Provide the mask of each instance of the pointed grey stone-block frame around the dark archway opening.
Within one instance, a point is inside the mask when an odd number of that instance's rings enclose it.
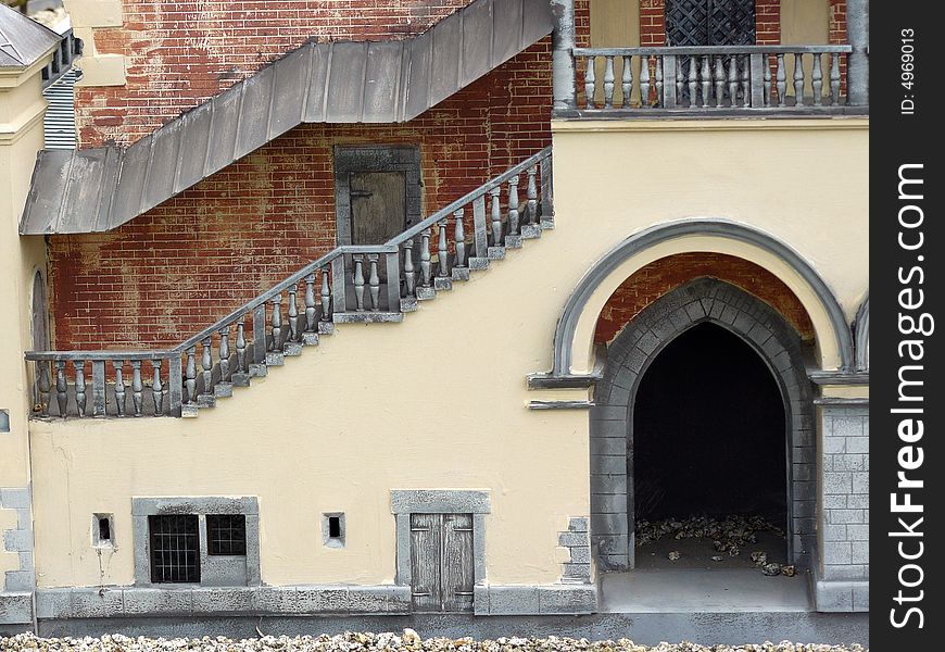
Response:
[[[658,393],[653,388],[647,389],[651,380],[657,383],[660,375],[666,378],[675,374],[679,383],[680,366],[686,375],[693,375],[693,367],[697,365],[691,362],[686,364],[685,360],[686,356],[693,360],[693,344],[697,350],[711,347],[718,352],[728,352],[728,355],[715,360],[717,376],[704,380],[717,387],[711,391],[708,388],[700,389],[697,385],[692,388],[698,393],[696,401],[706,410],[714,405],[717,410],[726,411],[724,415],[715,417],[722,424],[738,423],[738,412],[744,412],[747,402],[756,403],[759,411],[753,423],[756,426],[764,424],[766,430],[764,450],[746,448],[743,432],[734,438],[741,441],[741,446],[732,444],[724,454],[714,450],[716,464],[724,463],[738,469],[739,465],[756,464],[764,457],[766,464],[757,473],[754,468],[744,473],[755,478],[772,473],[779,475],[777,482],[771,479],[770,485],[765,485],[764,492],[770,494],[767,499],[770,504],[766,510],[781,514],[789,561],[806,561],[816,539],[816,492],[811,481],[815,477],[814,404],[804,362],[809,347],[769,304],[728,283],[703,277],[678,286],[650,303],[627,324],[607,349],[604,375],[596,384],[595,405],[591,410],[591,536],[597,548],[598,567],[618,570],[634,566],[633,526],[637,519],[638,479],[634,467],[638,446],[635,410],[640,400],[646,400],[647,394],[652,398]],[[675,352],[676,349],[679,351]],[[697,351],[695,354],[711,356],[713,352]],[[666,358],[660,360],[664,353]],[[732,355],[738,355],[741,362],[734,364]],[[673,363],[677,358],[682,360]],[[672,373],[659,371],[665,362],[668,362]],[[675,371],[672,367],[676,367]],[[651,369],[654,371],[652,379],[647,378]],[[758,378],[765,381],[759,385]],[[754,380],[739,390],[740,384],[748,379]],[[728,389],[728,400],[723,405],[719,404],[718,397],[711,397],[713,391],[719,388],[722,397],[727,396],[724,389]],[[749,393],[739,397],[739,391]],[[739,399],[742,406],[739,406]],[[658,398],[655,400],[655,404],[647,402],[644,416],[641,417],[651,419],[651,426],[655,417],[645,416],[647,410],[680,412],[679,406],[671,402],[667,405],[665,401],[660,403]],[[736,414],[731,414],[732,411],[736,411]],[[672,418],[676,417],[686,418],[684,413],[672,415]],[[689,418],[694,418],[692,411]],[[707,427],[705,424],[703,426]],[[779,427],[780,437],[776,431]],[[711,440],[711,437],[708,439]],[[652,442],[653,439],[642,432],[639,441],[643,447],[640,452],[647,454],[647,441]],[[721,446],[717,432],[714,444],[716,449]],[[709,449],[711,446],[708,444]],[[670,451],[673,456],[678,456],[678,453],[677,450]],[[777,453],[774,459],[771,456],[773,453]],[[670,468],[665,473],[679,473],[679,469]],[[641,471],[640,480],[647,481],[645,472]],[[751,494],[754,501],[754,496],[759,493],[754,489],[731,491],[727,497],[715,496],[711,500],[707,498],[711,492],[705,492],[704,496],[698,491],[702,485],[713,481],[719,481],[719,478],[713,475],[711,469],[701,477],[680,478],[679,490],[686,493],[677,496],[673,498],[676,503],[668,504],[673,511],[681,509],[681,504],[689,506],[689,512],[698,512],[700,509],[708,511],[711,501],[728,500],[728,507],[731,507],[731,501],[742,500],[740,505],[734,505],[742,509],[734,511],[756,509],[745,500]],[[779,491],[783,496],[783,503],[776,496]]]

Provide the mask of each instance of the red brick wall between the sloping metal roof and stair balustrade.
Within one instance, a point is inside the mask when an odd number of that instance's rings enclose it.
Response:
[[[550,145],[551,38],[401,125],[303,125],[105,234],[49,239],[56,348],[176,343],[335,247],[331,147],[420,147],[425,214]]]

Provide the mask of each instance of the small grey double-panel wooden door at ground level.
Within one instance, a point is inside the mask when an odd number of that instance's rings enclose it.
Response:
[[[472,611],[471,514],[411,514],[411,577],[414,611]]]

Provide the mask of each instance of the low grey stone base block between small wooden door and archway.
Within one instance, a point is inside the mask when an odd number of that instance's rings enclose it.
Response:
[[[477,616],[592,614],[597,587],[591,584],[481,586],[472,597]]]

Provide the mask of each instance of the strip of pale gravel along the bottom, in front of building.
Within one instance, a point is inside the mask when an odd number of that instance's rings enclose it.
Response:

☆ ☆ ☆ ☆

### TASK GOAL
Give the number of lines in the data above that include the word "door", with no other words.

### RESULT FOR THIS TASK
2